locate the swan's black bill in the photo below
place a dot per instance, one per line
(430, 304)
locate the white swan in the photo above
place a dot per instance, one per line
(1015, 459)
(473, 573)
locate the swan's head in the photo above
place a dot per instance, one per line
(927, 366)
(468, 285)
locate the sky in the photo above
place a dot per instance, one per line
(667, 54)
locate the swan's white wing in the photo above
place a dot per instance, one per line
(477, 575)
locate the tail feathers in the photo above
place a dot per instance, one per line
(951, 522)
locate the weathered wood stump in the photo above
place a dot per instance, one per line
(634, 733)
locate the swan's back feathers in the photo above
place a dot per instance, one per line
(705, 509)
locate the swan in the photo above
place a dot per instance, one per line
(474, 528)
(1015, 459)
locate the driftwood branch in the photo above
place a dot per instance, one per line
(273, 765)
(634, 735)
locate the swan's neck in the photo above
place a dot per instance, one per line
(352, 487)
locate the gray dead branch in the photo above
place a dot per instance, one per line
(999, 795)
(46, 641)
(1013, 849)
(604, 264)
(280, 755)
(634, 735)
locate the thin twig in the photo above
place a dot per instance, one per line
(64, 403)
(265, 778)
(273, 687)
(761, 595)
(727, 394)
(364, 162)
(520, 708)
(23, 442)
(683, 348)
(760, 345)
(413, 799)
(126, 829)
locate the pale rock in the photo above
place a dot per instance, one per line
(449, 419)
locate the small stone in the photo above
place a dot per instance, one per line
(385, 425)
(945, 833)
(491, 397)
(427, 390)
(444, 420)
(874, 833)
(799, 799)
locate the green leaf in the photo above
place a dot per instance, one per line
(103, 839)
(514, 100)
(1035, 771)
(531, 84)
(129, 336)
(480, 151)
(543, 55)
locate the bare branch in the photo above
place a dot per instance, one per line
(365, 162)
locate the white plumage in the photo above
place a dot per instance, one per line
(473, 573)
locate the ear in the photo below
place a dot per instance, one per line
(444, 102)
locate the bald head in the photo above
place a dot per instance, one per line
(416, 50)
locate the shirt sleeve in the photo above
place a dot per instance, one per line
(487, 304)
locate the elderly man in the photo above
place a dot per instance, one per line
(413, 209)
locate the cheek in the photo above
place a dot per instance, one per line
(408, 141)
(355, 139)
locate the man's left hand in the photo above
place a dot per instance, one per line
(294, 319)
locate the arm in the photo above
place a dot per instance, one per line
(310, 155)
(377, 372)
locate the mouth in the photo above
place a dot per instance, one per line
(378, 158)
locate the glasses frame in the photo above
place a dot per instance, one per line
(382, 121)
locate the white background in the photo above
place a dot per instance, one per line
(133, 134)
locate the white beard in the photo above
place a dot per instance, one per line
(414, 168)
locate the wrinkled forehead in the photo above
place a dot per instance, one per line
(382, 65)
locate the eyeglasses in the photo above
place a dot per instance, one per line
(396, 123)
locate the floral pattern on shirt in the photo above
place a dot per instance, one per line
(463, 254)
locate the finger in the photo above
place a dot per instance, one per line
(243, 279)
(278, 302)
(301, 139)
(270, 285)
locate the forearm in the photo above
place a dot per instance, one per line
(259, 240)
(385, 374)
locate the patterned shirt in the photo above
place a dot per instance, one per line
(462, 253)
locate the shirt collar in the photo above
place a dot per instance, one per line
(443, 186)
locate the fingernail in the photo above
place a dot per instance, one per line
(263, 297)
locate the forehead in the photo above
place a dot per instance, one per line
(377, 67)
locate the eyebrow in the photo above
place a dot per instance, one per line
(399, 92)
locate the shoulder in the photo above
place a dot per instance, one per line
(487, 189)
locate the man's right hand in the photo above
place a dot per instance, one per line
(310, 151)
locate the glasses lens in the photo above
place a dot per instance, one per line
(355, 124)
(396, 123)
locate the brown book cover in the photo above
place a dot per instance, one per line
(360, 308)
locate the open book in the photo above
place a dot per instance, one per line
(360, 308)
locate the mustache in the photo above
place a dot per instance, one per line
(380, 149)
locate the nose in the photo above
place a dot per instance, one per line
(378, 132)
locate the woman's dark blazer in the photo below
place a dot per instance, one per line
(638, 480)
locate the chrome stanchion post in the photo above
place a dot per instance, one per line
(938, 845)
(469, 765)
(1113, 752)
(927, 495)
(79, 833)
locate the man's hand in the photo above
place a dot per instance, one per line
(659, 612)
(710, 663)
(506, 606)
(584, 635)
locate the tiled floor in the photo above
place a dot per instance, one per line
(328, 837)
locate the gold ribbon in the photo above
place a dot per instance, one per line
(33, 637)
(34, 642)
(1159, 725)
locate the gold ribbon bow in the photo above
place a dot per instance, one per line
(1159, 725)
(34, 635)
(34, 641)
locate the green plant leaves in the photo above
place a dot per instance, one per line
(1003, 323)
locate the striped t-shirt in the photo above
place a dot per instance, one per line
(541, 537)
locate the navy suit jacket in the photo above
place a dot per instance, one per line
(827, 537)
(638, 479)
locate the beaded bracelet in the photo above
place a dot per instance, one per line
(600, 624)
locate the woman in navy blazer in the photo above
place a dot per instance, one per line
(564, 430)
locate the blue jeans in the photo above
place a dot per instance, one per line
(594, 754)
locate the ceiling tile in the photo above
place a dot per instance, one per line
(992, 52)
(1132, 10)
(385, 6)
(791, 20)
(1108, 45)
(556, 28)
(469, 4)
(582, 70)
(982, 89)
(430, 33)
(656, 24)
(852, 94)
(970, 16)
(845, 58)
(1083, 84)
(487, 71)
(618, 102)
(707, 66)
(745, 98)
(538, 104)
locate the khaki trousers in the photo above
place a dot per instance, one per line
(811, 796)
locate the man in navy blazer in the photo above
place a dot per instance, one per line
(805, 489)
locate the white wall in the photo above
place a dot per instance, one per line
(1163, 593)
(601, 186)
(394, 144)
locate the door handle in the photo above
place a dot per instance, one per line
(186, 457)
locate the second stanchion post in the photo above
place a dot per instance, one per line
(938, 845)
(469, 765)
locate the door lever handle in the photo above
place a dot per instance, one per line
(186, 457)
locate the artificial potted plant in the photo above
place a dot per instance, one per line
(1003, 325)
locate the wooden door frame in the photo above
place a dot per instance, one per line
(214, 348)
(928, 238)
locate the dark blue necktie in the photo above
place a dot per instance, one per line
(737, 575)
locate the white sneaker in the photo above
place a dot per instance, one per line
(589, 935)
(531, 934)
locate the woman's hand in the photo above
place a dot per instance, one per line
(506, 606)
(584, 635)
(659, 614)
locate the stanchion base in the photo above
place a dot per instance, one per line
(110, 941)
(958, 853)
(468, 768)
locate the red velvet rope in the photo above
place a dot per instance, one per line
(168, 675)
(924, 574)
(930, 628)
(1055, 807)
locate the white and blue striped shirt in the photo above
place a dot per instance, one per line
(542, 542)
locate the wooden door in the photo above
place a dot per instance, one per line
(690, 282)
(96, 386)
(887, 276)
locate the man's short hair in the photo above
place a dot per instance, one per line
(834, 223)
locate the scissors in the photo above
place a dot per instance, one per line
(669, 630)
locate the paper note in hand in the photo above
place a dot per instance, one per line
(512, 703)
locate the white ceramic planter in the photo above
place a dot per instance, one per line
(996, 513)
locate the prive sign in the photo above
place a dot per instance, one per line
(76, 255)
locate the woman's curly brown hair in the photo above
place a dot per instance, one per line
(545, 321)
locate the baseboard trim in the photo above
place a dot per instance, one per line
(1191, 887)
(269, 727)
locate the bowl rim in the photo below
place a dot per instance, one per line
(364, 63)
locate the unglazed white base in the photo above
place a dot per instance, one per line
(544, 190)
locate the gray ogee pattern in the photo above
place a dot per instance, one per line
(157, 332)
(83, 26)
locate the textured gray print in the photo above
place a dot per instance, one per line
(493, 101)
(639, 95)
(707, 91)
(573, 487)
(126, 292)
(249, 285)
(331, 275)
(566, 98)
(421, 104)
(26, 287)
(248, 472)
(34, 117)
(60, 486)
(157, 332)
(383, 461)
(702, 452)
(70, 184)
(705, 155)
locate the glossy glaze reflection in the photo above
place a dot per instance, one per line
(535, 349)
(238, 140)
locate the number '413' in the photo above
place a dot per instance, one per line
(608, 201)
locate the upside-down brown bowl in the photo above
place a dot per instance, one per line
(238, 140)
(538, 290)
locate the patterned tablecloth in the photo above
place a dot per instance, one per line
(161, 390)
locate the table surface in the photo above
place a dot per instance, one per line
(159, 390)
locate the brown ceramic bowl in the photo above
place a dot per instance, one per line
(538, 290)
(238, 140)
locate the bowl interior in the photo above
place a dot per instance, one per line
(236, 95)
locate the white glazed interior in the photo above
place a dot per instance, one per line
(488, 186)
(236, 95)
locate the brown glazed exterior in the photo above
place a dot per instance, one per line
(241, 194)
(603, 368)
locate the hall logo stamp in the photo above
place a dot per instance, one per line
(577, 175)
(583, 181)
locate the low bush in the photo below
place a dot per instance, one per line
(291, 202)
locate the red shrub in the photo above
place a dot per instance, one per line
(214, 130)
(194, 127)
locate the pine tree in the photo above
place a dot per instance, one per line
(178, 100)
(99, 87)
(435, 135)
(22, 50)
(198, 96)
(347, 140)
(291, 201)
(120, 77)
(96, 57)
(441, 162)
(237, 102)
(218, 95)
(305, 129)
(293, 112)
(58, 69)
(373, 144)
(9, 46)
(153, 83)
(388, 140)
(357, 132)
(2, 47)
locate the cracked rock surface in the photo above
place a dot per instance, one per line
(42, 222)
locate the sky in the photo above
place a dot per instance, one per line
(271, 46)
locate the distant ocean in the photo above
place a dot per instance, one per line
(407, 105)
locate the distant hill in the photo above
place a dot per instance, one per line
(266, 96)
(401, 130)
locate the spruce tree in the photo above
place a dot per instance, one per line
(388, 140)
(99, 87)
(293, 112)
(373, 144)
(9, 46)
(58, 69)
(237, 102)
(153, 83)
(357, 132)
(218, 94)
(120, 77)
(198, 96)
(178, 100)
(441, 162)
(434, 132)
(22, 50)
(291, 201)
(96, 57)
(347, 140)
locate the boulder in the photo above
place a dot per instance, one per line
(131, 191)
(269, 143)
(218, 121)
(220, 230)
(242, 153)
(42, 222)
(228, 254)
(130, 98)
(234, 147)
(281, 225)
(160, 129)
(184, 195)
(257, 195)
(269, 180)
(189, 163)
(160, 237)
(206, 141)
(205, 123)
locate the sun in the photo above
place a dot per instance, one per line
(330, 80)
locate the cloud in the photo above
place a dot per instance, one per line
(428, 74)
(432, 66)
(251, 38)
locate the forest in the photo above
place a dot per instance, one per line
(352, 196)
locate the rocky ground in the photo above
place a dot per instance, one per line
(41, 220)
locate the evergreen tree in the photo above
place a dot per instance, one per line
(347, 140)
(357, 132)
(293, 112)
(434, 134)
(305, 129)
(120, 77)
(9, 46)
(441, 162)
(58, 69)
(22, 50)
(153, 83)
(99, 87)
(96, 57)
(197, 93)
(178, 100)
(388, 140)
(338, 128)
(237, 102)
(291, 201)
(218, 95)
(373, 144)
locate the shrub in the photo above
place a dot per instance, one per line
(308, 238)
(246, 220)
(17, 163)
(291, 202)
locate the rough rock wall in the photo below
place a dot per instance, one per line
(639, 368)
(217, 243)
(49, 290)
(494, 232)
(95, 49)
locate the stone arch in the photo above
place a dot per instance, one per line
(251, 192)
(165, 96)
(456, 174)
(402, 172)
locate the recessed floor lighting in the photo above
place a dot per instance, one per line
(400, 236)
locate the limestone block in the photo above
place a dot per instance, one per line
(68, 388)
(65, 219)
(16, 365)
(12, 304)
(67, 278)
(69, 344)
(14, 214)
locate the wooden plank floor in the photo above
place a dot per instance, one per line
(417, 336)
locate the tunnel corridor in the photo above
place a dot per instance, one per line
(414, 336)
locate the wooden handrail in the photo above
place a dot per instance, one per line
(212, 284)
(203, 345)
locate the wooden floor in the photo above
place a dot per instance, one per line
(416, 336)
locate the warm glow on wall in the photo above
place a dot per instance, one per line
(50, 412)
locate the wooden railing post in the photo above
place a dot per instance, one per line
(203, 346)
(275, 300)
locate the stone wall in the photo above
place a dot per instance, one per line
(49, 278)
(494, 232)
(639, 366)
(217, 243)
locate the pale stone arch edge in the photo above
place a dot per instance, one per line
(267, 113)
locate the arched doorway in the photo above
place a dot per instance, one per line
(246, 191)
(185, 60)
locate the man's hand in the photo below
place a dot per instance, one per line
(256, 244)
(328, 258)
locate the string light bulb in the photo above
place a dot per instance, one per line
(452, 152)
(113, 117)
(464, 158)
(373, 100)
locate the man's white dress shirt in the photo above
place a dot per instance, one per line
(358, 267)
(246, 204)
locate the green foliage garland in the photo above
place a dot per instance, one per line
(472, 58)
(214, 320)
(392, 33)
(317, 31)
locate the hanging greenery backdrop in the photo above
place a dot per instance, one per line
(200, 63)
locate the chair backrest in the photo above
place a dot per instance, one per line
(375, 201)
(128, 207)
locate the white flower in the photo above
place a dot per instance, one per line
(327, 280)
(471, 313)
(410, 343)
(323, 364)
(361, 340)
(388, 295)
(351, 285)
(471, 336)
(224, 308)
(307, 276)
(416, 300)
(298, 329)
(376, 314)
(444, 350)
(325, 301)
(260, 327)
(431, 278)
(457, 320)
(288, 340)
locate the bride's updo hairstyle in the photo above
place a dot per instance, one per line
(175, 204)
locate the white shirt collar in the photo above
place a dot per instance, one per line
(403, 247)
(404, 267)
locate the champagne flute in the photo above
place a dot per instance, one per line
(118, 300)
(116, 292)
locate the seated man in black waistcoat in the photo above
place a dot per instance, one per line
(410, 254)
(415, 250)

__________

**What you need to do**
For each line above that contains "below", make a copy.

**The answer**
locate the swan's black bill in the photo below
locate the ear in the photo below
locate the woman's dark blazer in the photo below
locate the bowl rim in the photo below
locate the low bush in the photo below
locate the rough rock wall in the photo below
locate the man's hand in the photo below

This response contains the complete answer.